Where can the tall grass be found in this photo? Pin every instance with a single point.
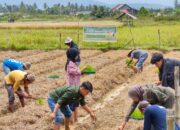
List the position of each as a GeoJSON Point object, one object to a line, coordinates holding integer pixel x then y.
{"type": "Point", "coordinates": [49, 38]}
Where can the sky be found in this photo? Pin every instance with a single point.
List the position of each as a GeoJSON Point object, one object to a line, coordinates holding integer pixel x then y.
{"type": "Point", "coordinates": [161, 2]}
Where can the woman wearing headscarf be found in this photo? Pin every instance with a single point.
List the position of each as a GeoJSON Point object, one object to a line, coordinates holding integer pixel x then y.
{"type": "Point", "coordinates": [163, 96]}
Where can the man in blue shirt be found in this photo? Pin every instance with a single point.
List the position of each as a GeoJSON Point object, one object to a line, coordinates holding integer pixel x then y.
{"type": "Point", "coordinates": [140, 56]}
{"type": "Point", "coordinates": [154, 116]}
{"type": "Point", "coordinates": [12, 64]}
{"type": "Point", "coordinates": [69, 42]}
{"type": "Point", "coordinates": [166, 69]}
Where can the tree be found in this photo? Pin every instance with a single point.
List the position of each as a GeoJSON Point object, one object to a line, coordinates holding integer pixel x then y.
{"type": "Point", "coordinates": [176, 3]}
{"type": "Point", "coordinates": [22, 7]}
{"type": "Point", "coordinates": [144, 12]}
{"type": "Point", "coordinates": [45, 6]}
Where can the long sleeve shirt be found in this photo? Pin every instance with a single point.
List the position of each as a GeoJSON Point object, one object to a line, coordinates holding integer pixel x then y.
{"type": "Point", "coordinates": [73, 74]}
{"type": "Point", "coordinates": [155, 95]}
{"type": "Point", "coordinates": [155, 116]}
{"type": "Point", "coordinates": [15, 78]}
{"type": "Point", "coordinates": [166, 74]}
{"type": "Point", "coordinates": [73, 45]}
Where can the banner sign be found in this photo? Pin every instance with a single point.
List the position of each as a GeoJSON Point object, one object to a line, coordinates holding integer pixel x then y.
{"type": "Point", "coordinates": [100, 34]}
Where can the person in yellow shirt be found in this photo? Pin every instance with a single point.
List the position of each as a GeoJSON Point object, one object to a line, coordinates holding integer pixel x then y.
{"type": "Point", "coordinates": [13, 81]}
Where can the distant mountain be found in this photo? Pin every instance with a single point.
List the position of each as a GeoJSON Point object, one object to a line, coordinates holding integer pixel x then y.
{"type": "Point", "coordinates": [149, 6]}
{"type": "Point", "coordinates": [52, 2]}
{"type": "Point", "coordinates": [83, 2]}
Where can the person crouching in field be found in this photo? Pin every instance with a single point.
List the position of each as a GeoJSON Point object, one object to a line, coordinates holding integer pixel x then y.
{"type": "Point", "coordinates": [154, 94]}
{"type": "Point", "coordinates": [154, 116]}
{"type": "Point", "coordinates": [73, 77]}
{"type": "Point", "coordinates": [12, 64]}
{"type": "Point", "coordinates": [12, 83]}
{"type": "Point", "coordinates": [166, 69]}
{"type": "Point", "coordinates": [60, 98]}
{"type": "Point", "coordinates": [140, 56]}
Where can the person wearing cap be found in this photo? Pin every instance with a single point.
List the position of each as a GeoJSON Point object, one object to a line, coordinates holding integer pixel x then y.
{"type": "Point", "coordinates": [13, 81]}
{"type": "Point", "coordinates": [166, 69]}
{"type": "Point", "coordinates": [60, 98]}
{"type": "Point", "coordinates": [140, 56]}
{"type": "Point", "coordinates": [12, 64]}
{"type": "Point", "coordinates": [73, 75]}
{"type": "Point", "coordinates": [69, 42]}
{"type": "Point", "coordinates": [164, 96]}
{"type": "Point", "coordinates": [154, 116]}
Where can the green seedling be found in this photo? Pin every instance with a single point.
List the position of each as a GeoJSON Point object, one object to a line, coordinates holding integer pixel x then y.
{"type": "Point", "coordinates": [129, 62]}
{"type": "Point", "coordinates": [40, 101]}
{"type": "Point", "coordinates": [88, 69]}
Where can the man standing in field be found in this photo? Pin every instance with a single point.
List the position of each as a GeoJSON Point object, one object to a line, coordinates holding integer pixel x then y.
{"type": "Point", "coordinates": [140, 56]}
{"type": "Point", "coordinates": [69, 42]}
{"type": "Point", "coordinates": [13, 81]}
{"type": "Point", "coordinates": [154, 116]}
{"type": "Point", "coordinates": [166, 69]}
{"type": "Point", "coordinates": [60, 98]}
{"type": "Point", "coordinates": [12, 64]}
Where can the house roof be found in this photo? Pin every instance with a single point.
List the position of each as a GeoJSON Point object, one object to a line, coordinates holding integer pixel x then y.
{"type": "Point", "coordinates": [128, 14]}
{"type": "Point", "coordinates": [120, 7]}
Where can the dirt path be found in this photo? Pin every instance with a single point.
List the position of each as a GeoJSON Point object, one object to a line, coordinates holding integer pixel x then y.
{"type": "Point", "coordinates": [111, 73]}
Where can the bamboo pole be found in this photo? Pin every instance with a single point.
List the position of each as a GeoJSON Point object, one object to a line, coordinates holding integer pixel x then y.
{"type": "Point", "coordinates": [177, 94]}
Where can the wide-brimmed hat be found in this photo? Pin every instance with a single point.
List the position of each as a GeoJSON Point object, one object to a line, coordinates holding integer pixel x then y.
{"type": "Point", "coordinates": [129, 54]}
{"type": "Point", "coordinates": [68, 40]}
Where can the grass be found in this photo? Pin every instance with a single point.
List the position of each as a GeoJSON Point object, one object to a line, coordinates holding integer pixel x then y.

§ Task details
When you print the entries, keep every line exactly as it is and drop the pictures.

§ Task output
Where can the tall grass be found in this photo? Pin every instance with a single point.
List the position of each as a GeoJSON Point object, one object to a line, coordinates holding integer pixel x then y.
{"type": "Point", "coordinates": [49, 38]}
Where can the sky be found in this photo? Pin every instance with a single point.
List the position of each as a GeoJSON Point object, one object to a line, coordinates holding integer pixel x then y.
{"type": "Point", "coordinates": [161, 2]}
Where can the woman wearing headscarf be found in this photo? Pin every instance with a single point.
List the position of each as a GeoJSON Point object, one object to a line, coordinates holding integer pixel x then y.
{"type": "Point", "coordinates": [163, 96]}
Where can the man in blue shirt be found in this photo? Pin every instance with a single point.
List the position of each as a GeoJSON Point object, one object to a line, coordinates holding integer pixel x then y.
{"type": "Point", "coordinates": [140, 56]}
{"type": "Point", "coordinates": [154, 116]}
{"type": "Point", "coordinates": [12, 64]}
{"type": "Point", "coordinates": [69, 42]}
{"type": "Point", "coordinates": [166, 69]}
Where can the tree be found in this photo? Pin every instance with a single point.
List the position of each as a GeoJSON Point object, one object to a line, coordinates holding integer pixel x then y.
{"type": "Point", "coordinates": [176, 3]}
{"type": "Point", "coordinates": [22, 7]}
{"type": "Point", "coordinates": [144, 12]}
{"type": "Point", "coordinates": [45, 6]}
Where can the long sleeve shirt be found in this photo? Pin every instance with a single point.
List the position of each as a GeoJSON Point object, one object to a line, coordinates holding integer pixel x then y.
{"type": "Point", "coordinates": [73, 74]}
{"type": "Point", "coordinates": [155, 95]}
{"type": "Point", "coordinates": [155, 116]}
{"type": "Point", "coordinates": [15, 78]}
{"type": "Point", "coordinates": [166, 74]}
{"type": "Point", "coordinates": [73, 45]}
Where can the banner sign be found in this photo? Pin every instance with a single point.
List the position of each as a GeoJSON Point object, one object to a line, coordinates holding integer pixel x then y.
{"type": "Point", "coordinates": [100, 34]}
Where can the person in yellow shirt be found in this photo? Pin every instance with a single point.
List the position of each as a GeoJSON Point object, one object to a line, coordinates holding integer pixel x then y.
{"type": "Point", "coordinates": [13, 81]}
Where can the distant mountain be found in this photo? Pin every instance with a single point.
List the position of each as a GeoJSON Point object, one object to a line, coordinates holding integer pixel x then y.
{"type": "Point", "coordinates": [149, 6]}
{"type": "Point", "coordinates": [52, 2]}
{"type": "Point", "coordinates": [83, 2]}
Where can the person crouching in field be found in this photo? Pin every instance with a single point.
List the position of each as a GeoJSON Point object, one object to a line, coordinates holding integer pixel x then y.
{"type": "Point", "coordinates": [154, 94]}
{"type": "Point", "coordinates": [154, 116]}
{"type": "Point", "coordinates": [73, 77]}
{"type": "Point", "coordinates": [12, 64]}
{"type": "Point", "coordinates": [12, 83]}
{"type": "Point", "coordinates": [166, 69]}
{"type": "Point", "coordinates": [60, 98]}
{"type": "Point", "coordinates": [140, 56]}
Where can the person wearing cap be found in this photo? Pin every instance with a single point.
List the position of each as a GeoJSON Point object, one object to a line, coordinates holding integer pixel x then y.
{"type": "Point", "coordinates": [13, 81]}
{"type": "Point", "coordinates": [166, 69]}
{"type": "Point", "coordinates": [60, 98]}
{"type": "Point", "coordinates": [140, 56]}
{"type": "Point", "coordinates": [12, 64]}
{"type": "Point", "coordinates": [73, 75]}
{"type": "Point", "coordinates": [69, 42]}
{"type": "Point", "coordinates": [164, 96]}
{"type": "Point", "coordinates": [154, 116]}
Where can the green seedling be found in this photo? Pin every instance with a single point.
List the position of each as a GeoJSON Point object, one object to a line, coordinates holding integer pixel x then y.
{"type": "Point", "coordinates": [129, 62]}
{"type": "Point", "coordinates": [40, 101]}
{"type": "Point", "coordinates": [88, 69]}
Where can the man standing in field be found in this photo? Pin every instance with a single point.
List the position of each as a GeoJSON Point object, one object to a line, coordinates holding integer pixel x then y.
{"type": "Point", "coordinates": [140, 56]}
{"type": "Point", "coordinates": [69, 42]}
{"type": "Point", "coordinates": [13, 81]}
{"type": "Point", "coordinates": [154, 116]}
{"type": "Point", "coordinates": [166, 69]}
{"type": "Point", "coordinates": [60, 98]}
{"type": "Point", "coordinates": [12, 64]}
Where can the house roof be found in this photo? Pin every instance with a single point.
List the position of each as a GeoJSON Point object, one object to a line, coordinates holding integer pixel x then y.
{"type": "Point", "coordinates": [128, 14]}
{"type": "Point", "coordinates": [120, 7]}
Where can the dirt path be found in this photo? Pin every instance with a single point.
List the position of each as a GeoJSON Point object, one object to a line, coordinates holding integer pixel x then y.
{"type": "Point", "coordinates": [111, 73]}
Where can the bamboo pole be found in this photo? Pin every instance with a single point.
List the position of each as a GeoJSON Point object, one object to a line, coordinates holding integer pixel x then y.
{"type": "Point", "coordinates": [177, 94]}
Where can the wide-brimmed hat be found in this photo? Pin every instance with a single point.
List the position of each as a GeoJSON Point object, one object to a line, coordinates holding integer pixel x then y.
{"type": "Point", "coordinates": [129, 54]}
{"type": "Point", "coordinates": [68, 40]}
Where can the grass be found in this photo? Pin every instance with a single point.
List the position of each as a GeoJSON Point object, one object to a line, coordinates holding integer pixel x then y.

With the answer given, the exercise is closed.